TO DO: Copy out each line in the rows below that contains the string "rail". Matching is case-sensitive.

(Point placement rows)
------------------------------

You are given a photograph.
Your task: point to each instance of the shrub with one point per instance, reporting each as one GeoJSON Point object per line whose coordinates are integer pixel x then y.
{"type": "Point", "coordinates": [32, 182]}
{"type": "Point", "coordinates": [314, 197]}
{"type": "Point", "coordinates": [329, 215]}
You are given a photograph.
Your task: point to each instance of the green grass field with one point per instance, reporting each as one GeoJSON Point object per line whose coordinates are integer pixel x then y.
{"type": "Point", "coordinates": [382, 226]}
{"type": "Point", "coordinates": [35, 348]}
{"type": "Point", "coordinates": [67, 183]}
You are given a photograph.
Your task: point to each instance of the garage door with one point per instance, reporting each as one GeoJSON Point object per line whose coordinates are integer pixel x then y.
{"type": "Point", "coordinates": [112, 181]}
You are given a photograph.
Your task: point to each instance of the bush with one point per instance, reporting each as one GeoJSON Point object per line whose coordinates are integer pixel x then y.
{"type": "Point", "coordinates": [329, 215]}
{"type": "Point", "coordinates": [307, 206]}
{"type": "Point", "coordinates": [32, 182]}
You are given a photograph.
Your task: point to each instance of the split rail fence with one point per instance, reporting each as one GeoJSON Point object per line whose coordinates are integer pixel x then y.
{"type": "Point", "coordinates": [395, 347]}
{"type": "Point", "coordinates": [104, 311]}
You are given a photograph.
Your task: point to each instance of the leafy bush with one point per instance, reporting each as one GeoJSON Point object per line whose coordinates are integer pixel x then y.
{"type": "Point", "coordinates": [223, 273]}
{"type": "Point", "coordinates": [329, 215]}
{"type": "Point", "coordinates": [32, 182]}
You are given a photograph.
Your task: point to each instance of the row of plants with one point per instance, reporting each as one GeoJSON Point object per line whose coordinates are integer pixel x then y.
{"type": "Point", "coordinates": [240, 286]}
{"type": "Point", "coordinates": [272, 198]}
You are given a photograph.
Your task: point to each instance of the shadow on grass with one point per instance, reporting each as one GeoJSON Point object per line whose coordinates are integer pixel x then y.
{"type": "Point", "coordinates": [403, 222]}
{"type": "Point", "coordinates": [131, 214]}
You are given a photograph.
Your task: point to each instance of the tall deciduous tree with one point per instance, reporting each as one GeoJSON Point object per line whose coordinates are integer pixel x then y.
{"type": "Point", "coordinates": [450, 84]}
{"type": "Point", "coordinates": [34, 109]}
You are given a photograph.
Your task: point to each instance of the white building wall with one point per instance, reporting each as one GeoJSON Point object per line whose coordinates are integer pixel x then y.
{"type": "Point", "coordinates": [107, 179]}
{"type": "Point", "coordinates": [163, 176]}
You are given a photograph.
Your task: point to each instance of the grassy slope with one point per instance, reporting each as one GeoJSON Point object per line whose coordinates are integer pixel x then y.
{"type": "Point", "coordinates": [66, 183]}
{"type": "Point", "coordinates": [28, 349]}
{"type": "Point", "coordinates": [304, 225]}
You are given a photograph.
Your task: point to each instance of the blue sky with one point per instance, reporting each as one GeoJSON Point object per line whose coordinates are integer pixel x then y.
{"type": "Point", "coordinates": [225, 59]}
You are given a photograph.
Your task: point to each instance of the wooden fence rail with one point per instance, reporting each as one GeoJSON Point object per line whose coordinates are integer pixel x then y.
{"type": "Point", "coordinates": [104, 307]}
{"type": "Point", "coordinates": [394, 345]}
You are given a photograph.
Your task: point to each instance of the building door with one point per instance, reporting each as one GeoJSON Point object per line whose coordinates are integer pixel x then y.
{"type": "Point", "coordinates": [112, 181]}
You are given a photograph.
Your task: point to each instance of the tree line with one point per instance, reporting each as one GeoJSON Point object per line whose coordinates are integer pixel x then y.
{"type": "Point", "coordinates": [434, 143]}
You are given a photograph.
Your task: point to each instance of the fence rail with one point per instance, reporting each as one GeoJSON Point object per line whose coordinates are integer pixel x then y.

------------------------------

FULL ANSWER:
Your task: point to each instance of the split rail fence with one point per instance, reporting each as one GeoJSON Point object per line whose coordinates are integer pixel x then y.
Your task: point to each instance of the wooden fence rail with one point per instance, reporting each as one GeoJSON Point object per line whose coordinates are integer pixel x then y.
Your task: point to each instance of the fence rail with one point per instance, reporting each as one GeoJSON Point object per line whose coordinates are integer pixel x then y.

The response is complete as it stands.